----- Trecho do texto

O papel da transparência e do controle social
Saber quanto dinheiro foi prometido, quanto e onde foi gasto é uma das maiores lacunas do financiamento climático. Relatórios do Overseas Development Institute (ODI) e do Programa das Nações Unidas para o Desenvolvimento (UNDP) mostram que a ausência de clareza nos fluxos financeiros dificulta a avaliação de resultados (ODI, 2020/UNDP, 2023).
A pesquisadora do departamento de ecologia da Universidade Federal do Rio de Janeiro (UFRJ) Mariana Vale afirma que o Brasil ainda carece de um sistema integrado de informações climáticas. "Hoje temos dados dispersos em vários órgãos. Isso cria ruído e enfraquece o controle social. Transparência não é apenas publicar relatórios; é permitir que a sociedade entenda e fiscalize como o dinheiro está sendo usado", explica.
Para o coordenador do Observatório do Clima, Márcio Astrini, o país precisa ir além da retórica. "Transparência é poder político. É o que separa os países que cumprem metas dos que apenas as anunciam. O Brasil tem tudo para liderar, mas ainda precisa provar que o financiamento climático gera resultados concretos", alerta.
As críticas acabam ganhando eco no debate político, em especial na extrema direita, que usa essa opacidade como forma de atacar o fundo. Em maio de 2023, o senador Plínio Valério (PSDB) declarou no plenário do Senado que "o controle dos recursos do Fundo Amazônia deixa muito a desejar", defendendo uma revisão dos mecanismos de fiscalização.
No mesmo ano, a Comissão Parlamentar de Inquérito (CPI) das ONGs presidida por Valério sugeriu em seu relatório final a criação de um painel público de auditoria dos recursos do Fundo, afirmando haver "falhas e ausência de transparência" em algumas prestações de contas.
No Amazonas, o deputado estadual Comandante Dan (Podemos) afirmou em discurso à ALEAM, em outubro de 2024, que "apenas 11% dos recursos captados haviam sido efetivamente repassados aos projetos naquele período", cobrando maior celeridade e transparência.
Impactos do Fundo Amazônia
De acordo com o relatório Activity Report 2022 - Amazon Fund, as ações financiadas pelo Fundo já alcançaram, até 2022, 196 unidades de conservação e 101 territórios indígenas em toda a Amazônia Legal. O documento destaca que os recursos foram aplicados em "atividades de proteção e vigilância territorial, consolidação da gestão e promoção de atividades produtivas sustentáveis".

----------
----- Seção de dados

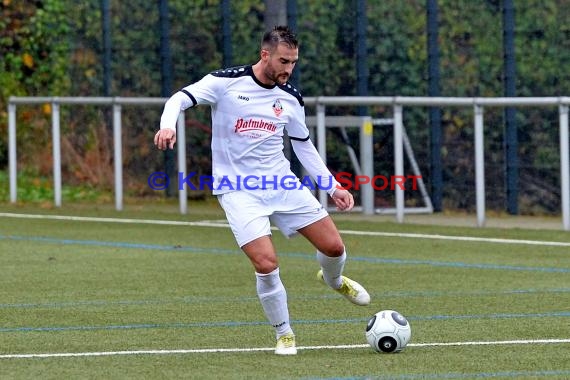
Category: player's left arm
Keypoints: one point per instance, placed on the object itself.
(311, 160)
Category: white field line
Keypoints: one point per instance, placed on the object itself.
(217, 224)
(259, 349)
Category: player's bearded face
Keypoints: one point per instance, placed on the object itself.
(280, 64)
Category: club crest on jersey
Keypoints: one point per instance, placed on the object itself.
(277, 107)
(254, 125)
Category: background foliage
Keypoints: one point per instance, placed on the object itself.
(53, 47)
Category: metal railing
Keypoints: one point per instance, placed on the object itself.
(396, 102)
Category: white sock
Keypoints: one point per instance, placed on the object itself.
(273, 297)
(332, 268)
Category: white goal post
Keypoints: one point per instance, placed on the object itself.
(396, 102)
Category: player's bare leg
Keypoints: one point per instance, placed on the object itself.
(271, 292)
(331, 255)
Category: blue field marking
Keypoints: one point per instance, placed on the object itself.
(245, 299)
(454, 375)
(376, 260)
(226, 324)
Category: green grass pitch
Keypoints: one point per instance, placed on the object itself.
(101, 299)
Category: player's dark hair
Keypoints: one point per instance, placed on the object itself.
(279, 34)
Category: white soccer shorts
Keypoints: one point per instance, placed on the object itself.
(250, 213)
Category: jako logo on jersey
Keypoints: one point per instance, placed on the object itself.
(277, 107)
(254, 125)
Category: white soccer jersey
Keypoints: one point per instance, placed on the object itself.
(248, 122)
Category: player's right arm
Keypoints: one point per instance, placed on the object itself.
(202, 92)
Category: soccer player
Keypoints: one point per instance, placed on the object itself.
(251, 107)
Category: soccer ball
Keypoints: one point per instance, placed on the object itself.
(388, 331)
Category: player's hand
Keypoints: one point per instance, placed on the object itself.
(165, 139)
(343, 199)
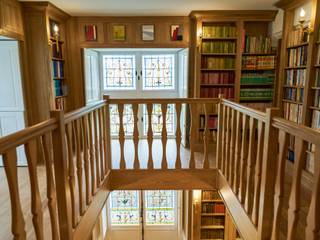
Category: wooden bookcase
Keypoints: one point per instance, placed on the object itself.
(218, 46)
(212, 215)
(297, 95)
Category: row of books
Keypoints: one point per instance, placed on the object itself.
(212, 124)
(212, 234)
(57, 69)
(217, 78)
(56, 50)
(258, 62)
(292, 112)
(296, 77)
(294, 94)
(219, 47)
(209, 195)
(297, 56)
(218, 31)
(256, 93)
(253, 44)
(317, 80)
(256, 78)
(317, 98)
(218, 62)
(213, 208)
(298, 36)
(205, 92)
(60, 103)
(207, 221)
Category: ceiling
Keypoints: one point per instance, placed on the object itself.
(154, 7)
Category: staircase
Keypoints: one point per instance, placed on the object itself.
(249, 166)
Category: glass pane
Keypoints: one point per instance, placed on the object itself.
(119, 72)
(156, 119)
(160, 207)
(158, 71)
(128, 121)
(124, 207)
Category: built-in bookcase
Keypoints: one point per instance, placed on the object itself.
(258, 66)
(58, 66)
(212, 216)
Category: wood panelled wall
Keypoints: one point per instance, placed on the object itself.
(76, 42)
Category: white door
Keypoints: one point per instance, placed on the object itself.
(11, 97)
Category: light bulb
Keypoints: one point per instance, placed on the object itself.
(302, 13)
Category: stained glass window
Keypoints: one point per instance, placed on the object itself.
(158, 71)
(119, 72)
(156, 119)
(160, 207)
(127, 120)
(124, 206)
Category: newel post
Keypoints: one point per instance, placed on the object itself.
(219, 133)
(61, 176)
(107, 132)
(268, 177)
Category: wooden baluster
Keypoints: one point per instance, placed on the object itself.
(150, 136)
(313, 218)
(86, 159)
(164, 164)
(17, 220)
(236, 184)
(101, 145)
(71, 176)
(244, 154)
(78, 148)
(227, 149)
(121, 136)
(257, 185)
(206, 136)
(280, 183)
(219, 149)
(294, 200)
(51, 189)
(251, 162)
(232, 147)
(270, 145)
(96, 147)
(178, 136)
(192, 134)
(36, 205)
(223, 149)
(91, 154)
(107, 133)
(60, 175)
(136, 163)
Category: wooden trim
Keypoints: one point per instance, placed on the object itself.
(174, 179)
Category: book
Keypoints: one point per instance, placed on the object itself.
(218, 31)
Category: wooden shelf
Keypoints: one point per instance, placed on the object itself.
(217, 85)
(290, 101)
(296, 67)
(218, 69)
(259, 54)
(298, 45)
(220, 38)
(212, 227)
(218, 54)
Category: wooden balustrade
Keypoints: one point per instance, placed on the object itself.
(251, 157)
(148, 106)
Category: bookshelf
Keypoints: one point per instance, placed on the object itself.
(258, 66)
(297, 87)
(58, 76)
(212, 216)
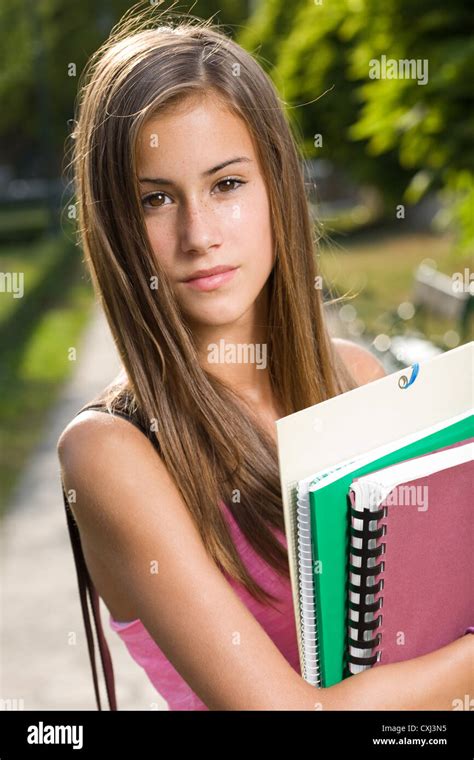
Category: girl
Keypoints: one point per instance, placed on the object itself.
(195, 226)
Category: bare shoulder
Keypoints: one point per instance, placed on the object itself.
(361, 362)
(142, 539)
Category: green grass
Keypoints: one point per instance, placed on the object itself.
(36, 333)
(378, 269)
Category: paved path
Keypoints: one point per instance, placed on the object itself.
(39, 599)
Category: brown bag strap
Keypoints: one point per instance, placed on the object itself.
(87, 587)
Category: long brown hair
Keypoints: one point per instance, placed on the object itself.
(208, 437)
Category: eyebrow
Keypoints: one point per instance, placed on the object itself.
(207, 173)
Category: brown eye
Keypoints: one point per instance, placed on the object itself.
(149, 200)
(232, 181)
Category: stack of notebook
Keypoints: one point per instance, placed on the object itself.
(377, 494)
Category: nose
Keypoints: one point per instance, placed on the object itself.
(199, 227)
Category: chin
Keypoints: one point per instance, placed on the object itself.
(216, 316)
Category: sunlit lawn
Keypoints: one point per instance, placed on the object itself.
(36, 333)
(378, 269)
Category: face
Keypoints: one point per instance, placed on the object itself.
(201, 214)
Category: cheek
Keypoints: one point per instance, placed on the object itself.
(162, 243)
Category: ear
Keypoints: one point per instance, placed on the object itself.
(360, 362)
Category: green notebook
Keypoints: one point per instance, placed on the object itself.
(329, 516)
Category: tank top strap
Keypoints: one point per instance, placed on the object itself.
(87, 590)
(119, 413)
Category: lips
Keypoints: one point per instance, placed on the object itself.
(219, 276)
(208, 272)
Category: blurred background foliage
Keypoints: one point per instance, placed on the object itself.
(370, 147)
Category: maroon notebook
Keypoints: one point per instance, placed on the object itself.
(411, 557)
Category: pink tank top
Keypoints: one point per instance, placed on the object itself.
(278, 623)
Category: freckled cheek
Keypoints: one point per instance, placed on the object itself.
(162, 242)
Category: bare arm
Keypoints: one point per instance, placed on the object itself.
(188, 606)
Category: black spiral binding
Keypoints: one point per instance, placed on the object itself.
(358, 622)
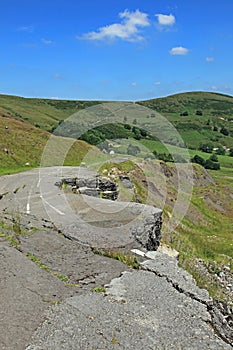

----------

• [Tarefas]:
1) Transcreva sem alterações as linhas dos registros que começam na que contém "Category: pink tank top" e vão até o fim dos registros, com as duas pontas incluídas, e deixe as imagens de fora da resposta.
2) Prossiga com o texto sobre a transparência do Fundo Amazônia a partir do ponto em que ele termina.

• [Resultados das tarefas]:
1)
Category: pink tank top
Keypoints: one point per instance, placed on the object itself.
(278, 623)
Category: freckled cheek
Keypoints: one point per instance, placed on the object itself.
(162, 242)
Category: bare arm
Keypoints: one point per instance, placed on the object itself.
(188, 606)
Category: black spiral binding
Keypoints: one point per instance, placed on the object itself.
(358, 622)

2)
O Fundo também apoiou 40 projetos de gestão florestal comunitária e 85 iniciativas voltadas à regularização ambiental e fundiária, medidas diretamente conectadas às metas climáticas brasileiras previstas nas NDC's - especialmente nos eixos de restauração de florestas e uso sustentável da terra.
Esse tipo de investimento, segundo o relatório, contribuiu para evitar milhões de toneladas de emissões de dióxido de carbono ao longo da última década, consolidando o Fundo como um instrumento essencial para a implementação da estratégia nacional de Redução de Emissões por Desmatamento e Degradação Florestal (REDD+).
Um estudo da iniciativa Amazônia 2030 - Financial Opportunities for Brazil from Reducing Deforestation in the Amazon, publicado em 2022, reforça esse vínculo entre a atuação do Fundo Amazônia e o avanço das metas climáticas. A pesquisa estima que a redução do desmatamento no bioma amazônico, somada à expansão de projetos apoiados por fundos climáticos, pode representar entre US$ 10 bilhões e US$ 20 bilhões em oportunidades financeiras para o Brasil até 2030, com potencial de evitar 1,048,8 milhão de toneladas de CO₂ equivalente.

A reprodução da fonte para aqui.